◆ 課題 1: 以下のレコードから、文字列「instance」を含む行をすべて特定し、そのまま書き写してください。大文字と小文字は区別します。

◆ 引用文:
• • • • • • •

マッスルカーとは、広義では大排気量のV8エンジンを搭載するハイパフォーマンスのアメリカ車を指す。狭義では1968年から1971年にかけて作られた高性能でハイグレードなアメ車のこと。フルサイズのセダンやクーペ、後輪駆動車が多い。したがって、より正確にいうと、現行車種はマッスルカーではなく、ニューマッスルカーなどと呼ばれる。

そのモダンなマッスルカーのひとつが、ダッジブランドの現行『チャージャー』『チャレンジャー』だ。『チャージャー』は2ドアクーペで、いわば生まれながらのマッスルカー。『チャレンジャー』は4ドアセダンで、フォード『マスタング』と同様にポニーカー(手頃な価格のスポーティカー)として誕生した。いずれも現行型は第三世代で、発表されてから10年以上の時を刻んでいる。にもかかわらず、本国では依然高い人気を誇るモデルだ。

その証拠に、4月のニューヨークオートショー2019において、2台の上位グレードに設定可能な特別パッケージが発表されると、それだけでニュースになったほど。パッケージの名称は「stars & stripes edition(スター・アンド・ストライプス・エディション)」。ミリタリーをテーマとする渋いストライプをまとったカスタムルックのオプションである。

テーマは星条旗。フロントからリアにかけて走る極太のサテンブラック・ストライプ

「stars & stripes edition」は、その名のとおり、「スター・アンド・ストライプス(星条旗)」をテーマにしたカスタムルックだ。最大の特徴は、フロントからリアにかけてボディを覆うようにペイントされたサテンブラックのストライプ。この極太ストライプの正面に向かって右側、つまりドライバーズシート側には、シルバーの縁取りが入っている。

• • • • • • •

データセット項目
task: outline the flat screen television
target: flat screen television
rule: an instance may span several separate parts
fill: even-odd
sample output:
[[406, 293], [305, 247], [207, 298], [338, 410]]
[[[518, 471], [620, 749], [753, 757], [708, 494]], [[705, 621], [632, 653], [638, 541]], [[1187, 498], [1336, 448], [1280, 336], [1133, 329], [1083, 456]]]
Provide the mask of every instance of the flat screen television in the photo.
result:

• • • • • • •

◆ 課題 2: 上に示したマッスルカーの文章を、一字一句変えずに全文書き記してください。

◆ 期待される解答 1:
rule: an instance may span several separate parts
Provide the mask of every instance of the flat screen television in the photo.

◆ 期待される解答 2:
マッスルカーとは、広義では大排気量のV8エンジンを搭載するハイパフォーマンスのアメリカ車を指す。狭義では1968年から1971年にかけて作られた高性能でハイグレードなアメ車のこと。フルサイズのセダンやクーペ、後輪駆動車が多い。したがって、より正確にいうと、現行車種はマッスルカーではなく、ニューマッスルカーなどと呼ばれる。

そのモダンなマッスルカーのひとつが、ダッジブランドの現行『チャージャー』『チャレンジャー』だ。『チャージャー』は2ドアクーペで、いわば生まれながらのマッスルカー。『チャレンジャー』は4ドアセダンで、フォード『マスタング』と同様にポニーカー(手頃な価格のスポーティカー)として誕生した。いずれも現行型は第三世代で、発表されてから10年以上の時を刻んでいる。にもかかわらず、本国では依然高い人気を誇るモデルだ。

その証拠に、4月のニューヨークオートショー2019において、2台の上位グレードに設定可能な特別パッケージが発表されると、それだけでニュースになったほど。パッケージの名称は「stars & stripes edition(スター・アンド・ストライプス・エディション)」。ミリタリーをテーマとする渋いストライプをまとったカスタムルックのオプションである。

テーマは星条旗。フロントからリアにかけて走る極太のサテンブラック・ストライプ

「stars & stripes edition」は、その名のとおり、「スター・アンド・ストライプス(星条旗)」をテーマにしたカスタムルックだ。最大の特徴は、フロントからリアにかけてボディを覆うようにペイントされたサテンブラックのストライプ。この極太ストライプの正面に向かって右側、つまりドライバーズシート側には、シルバーの縁取りが入っている。